## Texto em estudo
┌────────
O médico sanitarista, gestor em Saúde e professor universitário, Álvaro Madeira Neto, explica que uma Fundação de Saúde é uma organização pública criada para gerenciar serviços e recursos de saúde com “maior flexibilidade administrativa e financeira” em comparação à gestão direta por secretarias municipais ou estaduais.

Portanto, teria como objetivo central agilizar decisões operacionais e facilitar a inovação no setor. Porém, na prática, “frequentemente observa-se que esse modelo pode apresentar dificuldades na governança institucional e transparência pública, o que pode comprometer sua eficiência e eficácia a longo prazo, tornando-o complexo e vulnerável a influências políticas que acabam prejudicando a continuidade das ações propostas inicialmente”.

Assim, o especialista avalia que a criação da Funsaúde e da Fagifor teve uma proposta positiva, mas a extinção rápida de ambas “sugere desafios no alinhamento entre a proposta técnica e a realidade política local”.

“Esses desafios acabam enfraquecendo rapidamente esses modelos, levando à perda de confiança por parte dos profissionais e também da população”, pondera. Porém, isso não significa que o modelo das fundações seja ruim por si só.

“Na verdade, em alguns casos específicos, ele pode funcionar bem, desde que haja uma governança robusta, transparente e conectada com as necessidades reais da comunidade e dos trabalhadores da saúde”, ressalta Álvaro.
└────────
## Seu objetivo
Retome o texto sobre as fundações de saúde a partir da última frase apresentada e prossiga com a argumentação.

## Dados de origem
┌────────
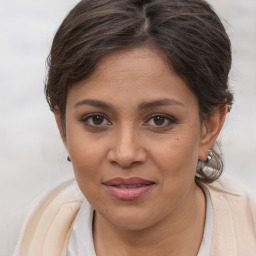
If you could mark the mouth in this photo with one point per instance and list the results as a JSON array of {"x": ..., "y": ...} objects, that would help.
[{"x": 128, "y": 189}]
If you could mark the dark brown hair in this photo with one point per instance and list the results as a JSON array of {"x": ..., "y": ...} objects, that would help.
[{"x": 187, "y": 32}]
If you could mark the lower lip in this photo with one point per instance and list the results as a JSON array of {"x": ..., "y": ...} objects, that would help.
[{"x": 128, "y": 193}]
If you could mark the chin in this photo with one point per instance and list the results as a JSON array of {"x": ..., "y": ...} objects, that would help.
[{"x": 131, "y": 219}]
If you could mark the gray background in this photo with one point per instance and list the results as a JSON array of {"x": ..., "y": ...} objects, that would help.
[{"x": 31, "y": 154}]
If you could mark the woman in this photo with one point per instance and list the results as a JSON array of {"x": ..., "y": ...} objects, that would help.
[{"x": 139, "y": 90}]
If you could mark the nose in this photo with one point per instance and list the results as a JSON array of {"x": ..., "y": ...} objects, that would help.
[{"x": 127, "y": 148}]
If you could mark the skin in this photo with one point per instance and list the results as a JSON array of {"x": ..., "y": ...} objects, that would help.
[{"x": 130, "y": 139}]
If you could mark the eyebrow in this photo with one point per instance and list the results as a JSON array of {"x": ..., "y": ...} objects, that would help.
[
  {"x": 95, "y": 103},
  {"x": 160, "y": 102},
  {"x": 142, "y": 106}
]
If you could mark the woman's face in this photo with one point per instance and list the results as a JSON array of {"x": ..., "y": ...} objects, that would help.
[{"x": 134, "y": 136}]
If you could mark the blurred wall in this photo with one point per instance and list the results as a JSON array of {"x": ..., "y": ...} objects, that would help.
[{"x": 31, "y": 154}]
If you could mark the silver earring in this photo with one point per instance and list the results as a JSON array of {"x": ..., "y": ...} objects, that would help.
[{"x": 210, "y": 155}]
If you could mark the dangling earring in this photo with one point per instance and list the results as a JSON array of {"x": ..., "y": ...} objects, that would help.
[{"x": 210, "y": 155}]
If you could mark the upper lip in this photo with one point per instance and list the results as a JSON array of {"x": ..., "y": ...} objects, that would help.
[{"x": 118, "y": 181}]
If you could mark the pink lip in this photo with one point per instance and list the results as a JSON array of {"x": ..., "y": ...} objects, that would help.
[{"x": 128, "y": 188}]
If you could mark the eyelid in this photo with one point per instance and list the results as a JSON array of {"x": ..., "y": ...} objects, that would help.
[
  {"x": 170, "y": 119},
  {"x": 85, "y": 118}
]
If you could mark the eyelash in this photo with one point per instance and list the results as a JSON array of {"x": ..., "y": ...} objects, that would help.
[{"x": 169, "y": 119}]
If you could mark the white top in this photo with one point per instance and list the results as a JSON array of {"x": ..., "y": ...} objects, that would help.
[{"x": 81, "y": 240}]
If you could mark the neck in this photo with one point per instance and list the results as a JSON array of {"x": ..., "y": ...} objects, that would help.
[{"x": 180, "y": 233}]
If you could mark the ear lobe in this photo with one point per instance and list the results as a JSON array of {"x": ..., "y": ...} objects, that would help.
[
  {"x": 211, "y": 128},
  {"x": 60, "y": 127}
]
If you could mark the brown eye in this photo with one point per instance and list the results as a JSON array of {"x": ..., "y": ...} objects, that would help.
[
  {"x": 159, "y": 120},
  {"x": 97, "y": 120}
]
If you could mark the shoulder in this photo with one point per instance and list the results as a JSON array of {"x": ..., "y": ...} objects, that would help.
[
  {"x": 234, "y": 213},
  {"x": 49, "y": 215},
  {"x": 229, "y": 193}
]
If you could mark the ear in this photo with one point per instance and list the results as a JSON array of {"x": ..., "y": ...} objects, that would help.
[
  {"x": 60, "y": 127},
  {"x": 211, "y": 128}
]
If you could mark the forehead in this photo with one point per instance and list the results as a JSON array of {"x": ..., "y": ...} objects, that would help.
[{"x": 135, "y": 75}]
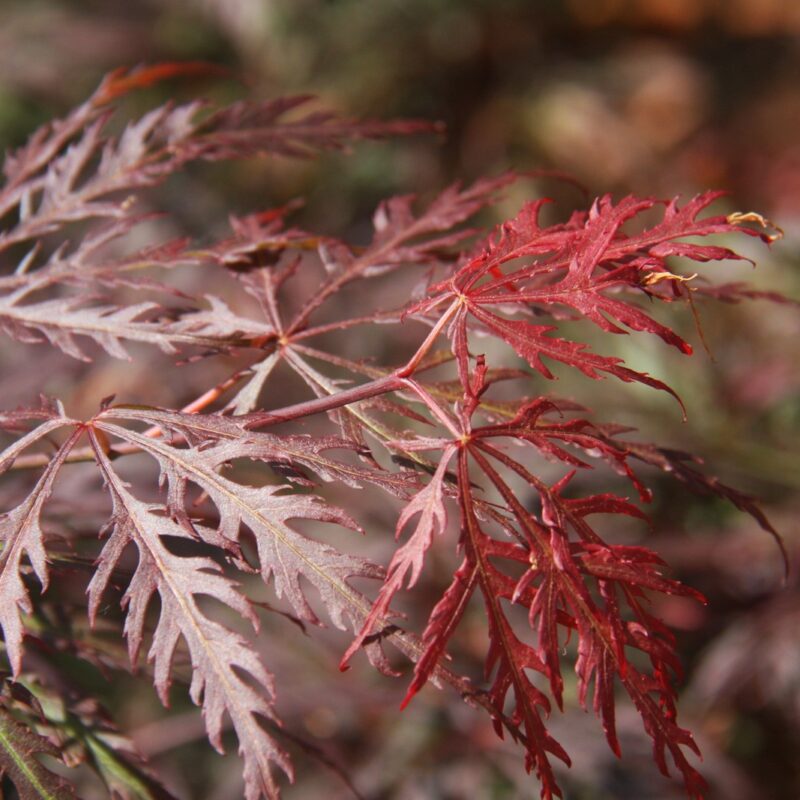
└────────
## Resultado da tarefa
Reincorporação de demandas

Com a aprovação da reestruturação pelos vereadores da Capital, deve-se iniciar um processo de reintegração das atividades realizadas pela Fundação à Secretaria Municipal de Saúde.

Para o médico sanitarista e gestor em Saúde, Álvaro Madeira Neto, isso pode representar “uma decisão acertada”, especialmente se forem analisadas as dificuldades enfrentadas pelo modelo anterior. 

“Uma gestão centralizada, desde que bem estruturada, pode facilitar o controle social, melhorar a transparência no uso de recursos públicos e garantir clareza nas responsabilidades institucionais”, diz Álvaro Madeira Neto.

Segundo o professor, ainda que a administração direta tenha o desafio de superar a rigidez burocrática, uma gestão centralizada bem conduzida e fortalecida com participação ativa dos profissionais e da comunidade “pode garantir resultados mais sólidos e sustentáveis ao longo do tempo”.